In Other Jewish Newspapers: Harlem’s Withering Shul, Temple Tug-of-War, Buying the Boycott
The New York Jewish Week reports on the withering of Harlem’s Commandment Keepers, “the nation’s oldest African-American [Jewish] congregation,”
Also in The Jewish Week: Producers of a new musical look for an actor to play a Hasid who falls in love with a Brooklyn hipster, and Cynthia Ozick rips the paper’s coverage of Tova Reich’s satirical novel “My Holocaust.”
The Connecticut Jewish Ledger continues its series devoted to Jewish soldiers who have lost their lives in Iraq. This installment remembers Sgt. Aron Blum, Cpl. Ryan J. Clark, Capt. Robert Michael Secher, and Pfc. Colin Joseph Wolfe. May their memories be a blessing.

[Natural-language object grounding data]
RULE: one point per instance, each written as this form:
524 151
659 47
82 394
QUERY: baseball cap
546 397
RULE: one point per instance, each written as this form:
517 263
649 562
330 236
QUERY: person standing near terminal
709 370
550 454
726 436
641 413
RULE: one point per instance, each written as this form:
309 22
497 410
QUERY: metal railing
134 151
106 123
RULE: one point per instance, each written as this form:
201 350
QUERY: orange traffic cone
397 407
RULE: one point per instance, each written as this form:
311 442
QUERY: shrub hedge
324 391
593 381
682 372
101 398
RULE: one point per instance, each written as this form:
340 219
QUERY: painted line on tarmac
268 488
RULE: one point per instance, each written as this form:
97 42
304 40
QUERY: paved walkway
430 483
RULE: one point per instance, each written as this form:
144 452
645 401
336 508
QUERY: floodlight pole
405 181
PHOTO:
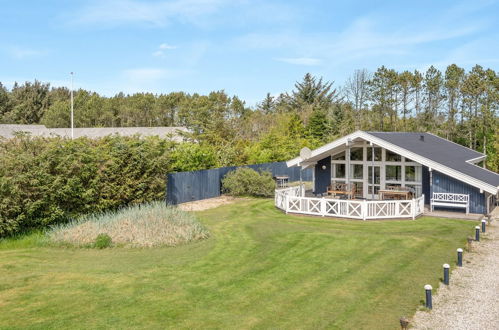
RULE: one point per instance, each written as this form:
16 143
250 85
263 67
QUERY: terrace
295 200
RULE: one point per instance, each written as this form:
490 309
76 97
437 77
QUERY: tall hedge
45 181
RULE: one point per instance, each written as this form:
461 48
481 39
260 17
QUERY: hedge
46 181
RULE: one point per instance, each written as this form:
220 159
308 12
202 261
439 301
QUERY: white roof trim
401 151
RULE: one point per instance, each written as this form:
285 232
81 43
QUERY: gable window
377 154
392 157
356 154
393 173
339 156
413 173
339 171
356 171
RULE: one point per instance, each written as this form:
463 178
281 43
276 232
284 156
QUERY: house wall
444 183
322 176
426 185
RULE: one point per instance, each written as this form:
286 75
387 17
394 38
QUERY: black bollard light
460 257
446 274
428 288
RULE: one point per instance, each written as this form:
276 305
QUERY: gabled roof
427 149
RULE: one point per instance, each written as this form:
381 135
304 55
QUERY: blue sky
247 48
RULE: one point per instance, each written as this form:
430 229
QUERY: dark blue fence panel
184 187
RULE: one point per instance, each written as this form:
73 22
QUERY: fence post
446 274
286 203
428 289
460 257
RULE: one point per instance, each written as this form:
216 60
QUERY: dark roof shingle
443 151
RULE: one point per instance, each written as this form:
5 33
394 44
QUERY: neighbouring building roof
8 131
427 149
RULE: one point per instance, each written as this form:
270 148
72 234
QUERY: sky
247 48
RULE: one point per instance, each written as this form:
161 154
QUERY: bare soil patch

Exercise requirements.
• 1. In the newspaper roundup, whose newspaper coverage does Cynthia Ozick criticize, and which book was it about?
• 2. List every soldier the newspaper roundup says the Connecticut Jewish Ledger remembers in this installment, with rank.
• 3. Write the next part of the Jewish newspaper roundup, following on from its final sentence.

Expected outputs.
• 1. She criticizes The Jewish Week's coverage of Tova Reich's satirical novel "My Holocaust."

• 2. Sgt. Aron Blum, Cpl. Ryan J. Clark, Capt. Robert Michael Secher, Pfc. Colin Joseph Wolfe

• 3.
A 26-year-old Jewish veteran of the Afghanistan war is making a run for the Missouri House of Representatives, The Kansas City Jewish Chronicle reports. “I got a close up view — firsthand, really — of the results of the Bush and (Missouri Gov. Matt) Blunt philosophy of government when I was overseas,” Jason Kander, a Democrat, told the newspaper. “We should be winning that war, and instead we are struggling in Afghanistan because of short-sighted, conservative policy choices. … The false urgency of Iraq is costing us success in the place where it’s truly in our interest to succeed. The terrorists with international reach are in Afghanistan and Pakistan, not in Iraq. … And it got me to thinking about the consequences of short-sighted, conservative policy choices on the state level, which is how you end up with 100,000 people being cut off from Medicaid; which is how you end up with a higher-education policy that is not working for folks … and all these things together made me want to run.”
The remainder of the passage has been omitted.